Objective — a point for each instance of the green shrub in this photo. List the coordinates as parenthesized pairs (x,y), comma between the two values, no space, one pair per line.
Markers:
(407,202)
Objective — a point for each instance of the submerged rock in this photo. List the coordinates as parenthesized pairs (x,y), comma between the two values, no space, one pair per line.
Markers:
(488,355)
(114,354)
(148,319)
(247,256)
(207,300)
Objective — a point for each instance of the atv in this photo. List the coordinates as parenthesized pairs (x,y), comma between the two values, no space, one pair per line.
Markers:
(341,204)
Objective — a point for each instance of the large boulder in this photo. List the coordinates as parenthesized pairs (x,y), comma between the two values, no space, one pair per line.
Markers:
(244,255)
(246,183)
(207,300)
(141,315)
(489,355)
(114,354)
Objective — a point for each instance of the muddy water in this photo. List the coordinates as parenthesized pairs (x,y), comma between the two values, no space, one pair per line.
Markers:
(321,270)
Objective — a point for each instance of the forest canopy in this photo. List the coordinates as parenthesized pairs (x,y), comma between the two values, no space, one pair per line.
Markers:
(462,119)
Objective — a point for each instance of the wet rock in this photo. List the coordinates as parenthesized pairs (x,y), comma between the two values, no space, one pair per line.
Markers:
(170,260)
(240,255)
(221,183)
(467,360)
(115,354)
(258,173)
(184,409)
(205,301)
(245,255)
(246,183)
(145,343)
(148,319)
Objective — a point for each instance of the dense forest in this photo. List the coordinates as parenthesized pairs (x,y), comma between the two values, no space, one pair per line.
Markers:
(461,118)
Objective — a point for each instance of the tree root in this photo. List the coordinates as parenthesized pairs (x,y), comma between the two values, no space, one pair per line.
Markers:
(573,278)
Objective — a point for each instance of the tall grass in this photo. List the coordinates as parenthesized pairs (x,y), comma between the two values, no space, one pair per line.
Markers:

### STATED GOAL
Copy the data above in full, character for character.

### WRITTEN REPLY
Objective — a point for each instance of the green shrub in this photo. List the coordinates as parenthesized pairs (x,y), comma between the two values, no space, one pair per line.
Markers:
(407,202)
Objective — a point for each instance of the submerged rock in this photo. List the coordinates as parenthesized pairs (x,y), comma between the two values, no space, one pair per line.
Markers:
(488,355)
(114,354)
(148,319)
(247,256)
(207,300)
Objective — a point for each instance of the atv in this photo. List the coordinates as parenthesized pairs (x,y), comma between the two values, no space, one pair per line.
Markers:
(341,204)
Objective — a point for each instance of the large boulder in this photo. List the coordinates as parenthesized pairs (x,y), comma between the two values, no space, one pair per line.
Markers:
(244,255)
(246,183)
(207,300)
(141,315)
(489,355)
(114,354)
Objective — a point for each instance of the muddy water in this photo. List the coordinates as parenthesized pairs (x,y), comma between the two values, no space, one pair per line.
Markers:
(321,270)
Objective — a point for each instance of the forest canopy in this photo. List the coordinates as parenthesized pairs (x,y), comma between the two values, no space, one pair per line.
Markers:
(462,119)
Objective — a point for each instance of the wet rock in this photo. List the coordinates as parenthesized pairs (x,y), comma between the two values, no space, one pair per line.
Markers:
(170,260)
(240,255)
(221,183)
(467,360)
(115,354)
(258,173)
(184,409)
(205,301)
(245,255)
(246,183)
(145,343)
(148,319)
Objective — a point for each instance of the dense forest in this photo. List the coordinates as parenthesized pairs (x,y), comma between the two values, no space, one pair per line.
Markers:
(461,118)
Objective — a point for each instance of the tree root in this photo. List the coordinates as parenthesized pairs (x,y), comma between the two values, no space, one pair per line.
Markers:
(573,278)
Objective — a point for each instance of the tall grass in this photo. List the coordinates as parenthesized pairs (x,y), comma between the two values, no space, one pair per line.
Markers:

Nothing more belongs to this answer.